## INSTRUCTION
Find the line containing "shaped like [341,272].", then output it and every line after it through the end of the listing below, exactly as written.

## PROVIDED INFORMATION
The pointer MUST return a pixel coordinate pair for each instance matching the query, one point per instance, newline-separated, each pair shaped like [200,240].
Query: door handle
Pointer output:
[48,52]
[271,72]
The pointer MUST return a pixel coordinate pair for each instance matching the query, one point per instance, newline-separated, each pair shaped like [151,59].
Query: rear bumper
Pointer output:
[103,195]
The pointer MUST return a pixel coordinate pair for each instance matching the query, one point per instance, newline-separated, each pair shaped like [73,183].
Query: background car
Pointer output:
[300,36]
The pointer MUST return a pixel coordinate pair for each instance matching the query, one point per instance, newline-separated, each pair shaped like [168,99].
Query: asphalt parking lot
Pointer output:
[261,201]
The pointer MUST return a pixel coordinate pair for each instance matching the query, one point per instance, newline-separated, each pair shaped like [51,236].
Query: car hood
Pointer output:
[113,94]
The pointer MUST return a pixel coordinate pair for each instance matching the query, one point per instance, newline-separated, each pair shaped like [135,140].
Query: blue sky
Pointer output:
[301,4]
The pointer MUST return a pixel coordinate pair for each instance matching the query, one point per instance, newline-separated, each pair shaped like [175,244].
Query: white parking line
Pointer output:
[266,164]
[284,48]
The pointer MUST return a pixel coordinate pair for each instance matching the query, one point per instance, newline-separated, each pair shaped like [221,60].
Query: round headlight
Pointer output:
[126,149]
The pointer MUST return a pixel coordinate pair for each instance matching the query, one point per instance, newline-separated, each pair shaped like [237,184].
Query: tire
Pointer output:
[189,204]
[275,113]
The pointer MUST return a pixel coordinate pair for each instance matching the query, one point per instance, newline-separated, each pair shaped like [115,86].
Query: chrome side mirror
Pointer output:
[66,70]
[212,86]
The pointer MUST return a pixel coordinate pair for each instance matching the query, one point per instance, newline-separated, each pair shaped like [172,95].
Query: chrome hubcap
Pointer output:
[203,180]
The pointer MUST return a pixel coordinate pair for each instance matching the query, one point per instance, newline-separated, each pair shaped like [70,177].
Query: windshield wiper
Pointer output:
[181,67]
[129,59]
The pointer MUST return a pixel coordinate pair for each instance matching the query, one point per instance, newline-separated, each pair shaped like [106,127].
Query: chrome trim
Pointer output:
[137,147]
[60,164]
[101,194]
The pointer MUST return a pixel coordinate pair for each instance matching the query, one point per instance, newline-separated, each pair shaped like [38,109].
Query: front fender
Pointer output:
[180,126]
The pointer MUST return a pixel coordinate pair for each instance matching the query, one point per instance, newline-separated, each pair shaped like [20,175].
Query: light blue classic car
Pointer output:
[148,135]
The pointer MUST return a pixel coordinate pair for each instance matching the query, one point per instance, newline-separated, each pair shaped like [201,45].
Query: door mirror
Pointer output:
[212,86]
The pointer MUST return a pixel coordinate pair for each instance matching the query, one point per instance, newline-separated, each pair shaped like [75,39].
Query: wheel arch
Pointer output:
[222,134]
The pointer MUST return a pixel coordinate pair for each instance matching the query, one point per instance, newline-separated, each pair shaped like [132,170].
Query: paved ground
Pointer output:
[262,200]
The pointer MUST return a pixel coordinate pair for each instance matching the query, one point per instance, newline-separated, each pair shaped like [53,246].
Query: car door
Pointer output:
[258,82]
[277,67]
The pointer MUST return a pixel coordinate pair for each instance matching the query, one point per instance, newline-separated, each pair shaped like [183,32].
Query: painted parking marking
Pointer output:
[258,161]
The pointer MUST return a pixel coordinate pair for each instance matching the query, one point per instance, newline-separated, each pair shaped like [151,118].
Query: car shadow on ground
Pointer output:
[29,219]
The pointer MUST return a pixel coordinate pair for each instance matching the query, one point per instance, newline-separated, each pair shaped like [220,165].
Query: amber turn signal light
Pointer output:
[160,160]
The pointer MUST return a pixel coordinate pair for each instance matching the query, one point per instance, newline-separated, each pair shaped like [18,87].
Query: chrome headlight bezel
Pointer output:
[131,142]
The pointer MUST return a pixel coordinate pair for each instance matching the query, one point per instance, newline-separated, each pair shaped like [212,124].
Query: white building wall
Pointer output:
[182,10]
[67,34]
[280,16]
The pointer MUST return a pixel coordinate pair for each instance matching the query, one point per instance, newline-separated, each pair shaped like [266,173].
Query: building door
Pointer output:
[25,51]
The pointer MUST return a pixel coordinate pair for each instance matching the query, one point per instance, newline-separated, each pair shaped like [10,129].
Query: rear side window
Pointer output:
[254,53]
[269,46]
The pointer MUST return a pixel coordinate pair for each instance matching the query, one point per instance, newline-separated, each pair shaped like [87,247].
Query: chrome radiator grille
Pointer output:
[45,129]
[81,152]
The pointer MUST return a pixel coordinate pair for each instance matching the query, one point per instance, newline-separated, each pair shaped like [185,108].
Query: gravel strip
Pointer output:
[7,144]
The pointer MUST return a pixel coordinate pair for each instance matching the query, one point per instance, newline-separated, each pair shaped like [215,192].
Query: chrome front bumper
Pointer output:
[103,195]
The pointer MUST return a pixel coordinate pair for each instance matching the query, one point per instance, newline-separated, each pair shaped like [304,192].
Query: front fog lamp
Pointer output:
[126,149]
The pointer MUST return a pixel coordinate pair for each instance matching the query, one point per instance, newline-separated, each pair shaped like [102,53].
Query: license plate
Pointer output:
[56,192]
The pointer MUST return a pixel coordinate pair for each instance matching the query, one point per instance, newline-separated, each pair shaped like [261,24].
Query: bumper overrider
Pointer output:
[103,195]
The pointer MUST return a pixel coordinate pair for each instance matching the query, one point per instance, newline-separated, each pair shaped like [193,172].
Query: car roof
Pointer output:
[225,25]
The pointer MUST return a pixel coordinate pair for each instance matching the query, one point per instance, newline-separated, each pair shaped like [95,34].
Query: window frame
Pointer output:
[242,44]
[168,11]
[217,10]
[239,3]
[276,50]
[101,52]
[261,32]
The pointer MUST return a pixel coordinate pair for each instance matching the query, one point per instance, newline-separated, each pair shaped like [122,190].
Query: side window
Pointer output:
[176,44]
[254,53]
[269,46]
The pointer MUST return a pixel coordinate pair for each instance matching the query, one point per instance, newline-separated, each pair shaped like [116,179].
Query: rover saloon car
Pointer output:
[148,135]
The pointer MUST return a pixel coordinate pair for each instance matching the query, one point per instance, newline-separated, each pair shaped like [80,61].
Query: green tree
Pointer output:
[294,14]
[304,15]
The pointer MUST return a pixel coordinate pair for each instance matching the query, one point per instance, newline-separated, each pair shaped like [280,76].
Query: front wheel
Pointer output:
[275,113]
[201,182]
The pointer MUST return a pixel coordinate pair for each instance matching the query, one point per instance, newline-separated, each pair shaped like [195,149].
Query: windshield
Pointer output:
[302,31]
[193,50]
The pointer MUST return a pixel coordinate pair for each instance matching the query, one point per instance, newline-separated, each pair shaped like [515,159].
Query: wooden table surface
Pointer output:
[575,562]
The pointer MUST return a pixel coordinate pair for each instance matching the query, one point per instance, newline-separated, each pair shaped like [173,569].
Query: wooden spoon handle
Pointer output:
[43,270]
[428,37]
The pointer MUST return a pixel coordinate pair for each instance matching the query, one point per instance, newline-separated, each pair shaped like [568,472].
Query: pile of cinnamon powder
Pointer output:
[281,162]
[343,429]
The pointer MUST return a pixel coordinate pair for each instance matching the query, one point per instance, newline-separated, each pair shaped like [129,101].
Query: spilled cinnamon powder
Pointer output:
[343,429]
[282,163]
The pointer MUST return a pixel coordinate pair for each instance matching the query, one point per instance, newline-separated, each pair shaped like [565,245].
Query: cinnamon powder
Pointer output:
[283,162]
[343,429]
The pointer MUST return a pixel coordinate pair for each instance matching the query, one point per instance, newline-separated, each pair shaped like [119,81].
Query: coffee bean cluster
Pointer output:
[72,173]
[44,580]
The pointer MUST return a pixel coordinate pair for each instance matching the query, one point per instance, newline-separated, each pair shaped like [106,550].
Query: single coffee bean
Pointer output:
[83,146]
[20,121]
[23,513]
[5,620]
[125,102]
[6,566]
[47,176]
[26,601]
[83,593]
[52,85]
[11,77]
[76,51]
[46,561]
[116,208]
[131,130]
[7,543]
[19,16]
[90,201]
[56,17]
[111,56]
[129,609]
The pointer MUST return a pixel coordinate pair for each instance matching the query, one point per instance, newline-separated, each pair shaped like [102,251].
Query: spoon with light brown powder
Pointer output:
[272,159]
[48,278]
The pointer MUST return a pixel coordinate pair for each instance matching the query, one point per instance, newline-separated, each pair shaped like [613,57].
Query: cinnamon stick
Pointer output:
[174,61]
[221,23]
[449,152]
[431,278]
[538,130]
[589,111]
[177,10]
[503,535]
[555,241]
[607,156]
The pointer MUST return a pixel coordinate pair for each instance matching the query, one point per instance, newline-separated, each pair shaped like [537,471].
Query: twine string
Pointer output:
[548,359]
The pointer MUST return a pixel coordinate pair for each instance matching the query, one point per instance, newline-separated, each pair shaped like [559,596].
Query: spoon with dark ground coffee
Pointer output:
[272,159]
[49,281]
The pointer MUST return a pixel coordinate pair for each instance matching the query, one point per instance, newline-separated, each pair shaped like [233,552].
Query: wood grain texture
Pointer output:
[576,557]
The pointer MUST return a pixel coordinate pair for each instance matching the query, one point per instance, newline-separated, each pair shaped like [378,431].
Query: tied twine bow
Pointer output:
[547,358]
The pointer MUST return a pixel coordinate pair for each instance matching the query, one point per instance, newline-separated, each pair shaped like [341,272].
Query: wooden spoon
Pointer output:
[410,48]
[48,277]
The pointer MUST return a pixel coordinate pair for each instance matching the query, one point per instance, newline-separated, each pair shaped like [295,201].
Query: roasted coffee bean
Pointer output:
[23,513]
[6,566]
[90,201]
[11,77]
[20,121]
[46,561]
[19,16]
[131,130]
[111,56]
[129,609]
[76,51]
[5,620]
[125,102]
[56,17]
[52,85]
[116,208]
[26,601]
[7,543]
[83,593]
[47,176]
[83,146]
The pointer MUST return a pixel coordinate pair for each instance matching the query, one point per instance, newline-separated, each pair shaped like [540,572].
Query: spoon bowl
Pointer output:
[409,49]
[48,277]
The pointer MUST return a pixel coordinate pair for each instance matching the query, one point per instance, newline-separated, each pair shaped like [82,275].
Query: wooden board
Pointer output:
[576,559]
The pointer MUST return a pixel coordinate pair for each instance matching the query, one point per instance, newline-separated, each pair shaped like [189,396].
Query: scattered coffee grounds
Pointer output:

## EXERCISE RESPONSE
The pointer MUST return a pixel coordinate pair for each instance matching the query, one point per instance, newline-separated, each pair shaped like [341,272].
Query: wooden spoon
Pointer output:
[410,48]
[48,277]
The pointer MUST return a pixel coordinate pair for each instance matching the query, one point per instance, newline-separated, each pair shaped like [295,201].
Query: roasted coffee bean
Pointer output:
[23,513]
[6,566]
[90,201]
[11,77]
[20,121]
[46,561]
[19,16]
[131,130]
[111,56]
[129,609]
[76,51]
[5,620]
[125,102]
[56,17]
[52,85]
[116,208]
[26,601]
[7,543]
[83,593]
[47,176]
[83,146]
The pointer MUST return a pixel coordinate pair for each instance matching the query, one point per instance, newline-separated, each pair shaped like [540,572].
Query: spoon bowl
Pointer output:
[409,49]
[48,277]
The pointer MUST return a pixel coordinate pair for each instance matching the query, one point per instance, newline-separated, each pair shaped like [82,275].
Query: wooden board
Pointer output:
[576,559]
The pointer MUST return a pixel coordinate pair for each instance matching the query, one point per instance, newline-separated, each pair shaped like [189,396].
Query: scattered coffee grounds
Pointer output:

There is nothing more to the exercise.